▶ DATA ENTRIES:
○ ○ ○ ○ ○

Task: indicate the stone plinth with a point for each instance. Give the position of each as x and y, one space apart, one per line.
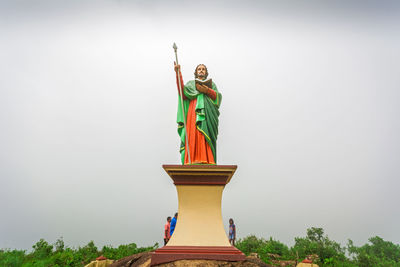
199 232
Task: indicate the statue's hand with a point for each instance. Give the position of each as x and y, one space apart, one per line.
201 88
177 67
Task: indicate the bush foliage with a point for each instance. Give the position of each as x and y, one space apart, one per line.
57 255
377 252
327 252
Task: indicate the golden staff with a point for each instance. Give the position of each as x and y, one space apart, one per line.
183 110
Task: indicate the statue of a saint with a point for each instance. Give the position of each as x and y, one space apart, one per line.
201 101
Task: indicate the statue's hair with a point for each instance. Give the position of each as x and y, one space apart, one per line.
195 71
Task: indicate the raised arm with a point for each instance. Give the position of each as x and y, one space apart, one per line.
179 79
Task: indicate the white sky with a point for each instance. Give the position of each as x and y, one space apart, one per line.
88 106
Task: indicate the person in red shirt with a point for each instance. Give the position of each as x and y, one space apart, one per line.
167 228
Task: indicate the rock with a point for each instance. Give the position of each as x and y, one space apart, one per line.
144 259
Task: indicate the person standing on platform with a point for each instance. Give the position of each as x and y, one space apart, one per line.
167 228
232 232
173 223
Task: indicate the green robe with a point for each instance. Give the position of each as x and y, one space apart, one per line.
207 113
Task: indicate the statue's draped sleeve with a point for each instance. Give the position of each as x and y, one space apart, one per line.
207 113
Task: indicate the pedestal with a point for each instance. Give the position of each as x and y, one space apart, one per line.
199 232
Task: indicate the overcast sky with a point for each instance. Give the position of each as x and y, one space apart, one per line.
88 101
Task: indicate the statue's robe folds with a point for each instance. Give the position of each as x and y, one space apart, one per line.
201 112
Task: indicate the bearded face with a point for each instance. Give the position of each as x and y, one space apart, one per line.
201 72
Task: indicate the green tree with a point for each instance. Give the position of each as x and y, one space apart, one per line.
328 251
378 253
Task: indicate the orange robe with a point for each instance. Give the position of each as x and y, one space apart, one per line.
200 150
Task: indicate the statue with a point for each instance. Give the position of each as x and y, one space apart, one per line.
199 103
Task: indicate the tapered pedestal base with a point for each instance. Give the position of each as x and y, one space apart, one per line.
199 232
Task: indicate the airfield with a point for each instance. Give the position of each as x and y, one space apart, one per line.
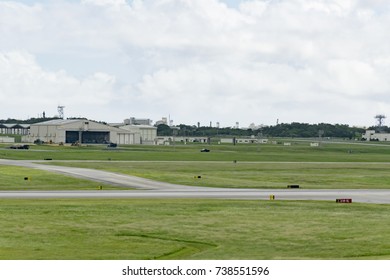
140 202
144 188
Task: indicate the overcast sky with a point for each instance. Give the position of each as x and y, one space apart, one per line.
226 61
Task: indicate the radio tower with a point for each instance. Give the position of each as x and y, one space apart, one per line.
380 119
60 110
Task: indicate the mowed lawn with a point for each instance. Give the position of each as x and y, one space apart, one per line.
203 228
15 178
309 175
191 229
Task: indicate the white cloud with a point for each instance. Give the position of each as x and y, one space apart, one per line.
26 87
296 60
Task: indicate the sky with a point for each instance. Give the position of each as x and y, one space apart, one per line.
256 62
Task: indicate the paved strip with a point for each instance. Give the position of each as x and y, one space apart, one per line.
152 189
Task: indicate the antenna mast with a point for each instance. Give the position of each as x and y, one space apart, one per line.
60 110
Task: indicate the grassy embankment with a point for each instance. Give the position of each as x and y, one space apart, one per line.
192 229
203 229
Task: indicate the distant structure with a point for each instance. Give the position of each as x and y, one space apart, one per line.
380 119
60 110
134 121
163 120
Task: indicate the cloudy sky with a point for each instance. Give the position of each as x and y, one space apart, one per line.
226 61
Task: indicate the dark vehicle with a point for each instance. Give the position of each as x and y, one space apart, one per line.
20 147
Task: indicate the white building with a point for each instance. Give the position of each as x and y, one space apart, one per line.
371 135
79 130
145 134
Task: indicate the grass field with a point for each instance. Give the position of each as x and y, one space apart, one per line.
318 175
199 229
14 178
192 229
297 152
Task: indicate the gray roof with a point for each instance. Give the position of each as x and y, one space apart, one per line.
59 122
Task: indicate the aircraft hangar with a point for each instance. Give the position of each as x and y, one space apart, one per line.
79 131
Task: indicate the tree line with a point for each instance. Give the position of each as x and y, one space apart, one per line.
293 130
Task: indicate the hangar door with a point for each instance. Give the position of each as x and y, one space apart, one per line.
88 137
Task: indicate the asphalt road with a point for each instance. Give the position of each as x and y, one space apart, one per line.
145 188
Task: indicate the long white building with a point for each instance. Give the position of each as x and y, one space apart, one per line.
371 135
84 132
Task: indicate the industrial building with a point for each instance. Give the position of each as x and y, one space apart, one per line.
371 135
15 129
81 131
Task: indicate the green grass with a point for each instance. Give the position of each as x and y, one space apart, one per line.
298 152
199 229
14 178
192 229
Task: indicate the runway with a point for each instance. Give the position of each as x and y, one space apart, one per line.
145 188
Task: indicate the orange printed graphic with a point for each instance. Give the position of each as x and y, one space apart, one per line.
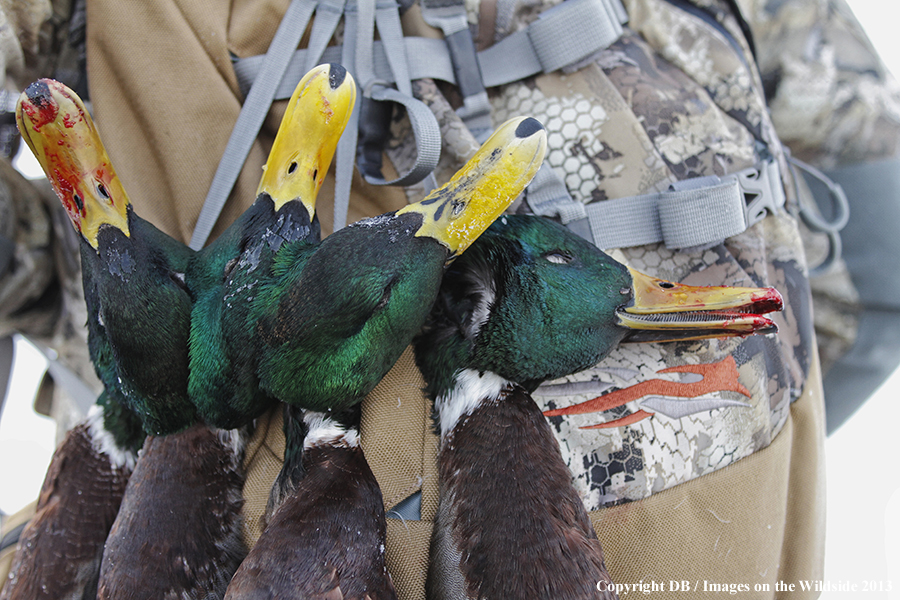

○ ○ ○ ○ ○

Print the items starting at the line that contains "Task: indicate the long" and ending at the end of the items, leaving the pictures out of your answer.

▶ RESULT BELOW:
Task: indicate the long white building with a point for each instance. Give the position of each as x and y, one space apart, one per line.
371 135
84 132
Task: indicate the industrial building with a point for each instance. Give the position of each as x and y, one space apart, one per line.
371 135
15 129
81 131
Task: indicate the green grass with a point for each instance. Give the position of each as x and y, one space apart, one per line.
298 152
199 229
14 178
192 229
Task: indicate the runway with a point for each instance. Give the position of each as x and y, one space apart, one per line.
145 188
Task: indicate the orange printed graphic with a point for each instance. Give the position of each as x and y, one space apart, one per line.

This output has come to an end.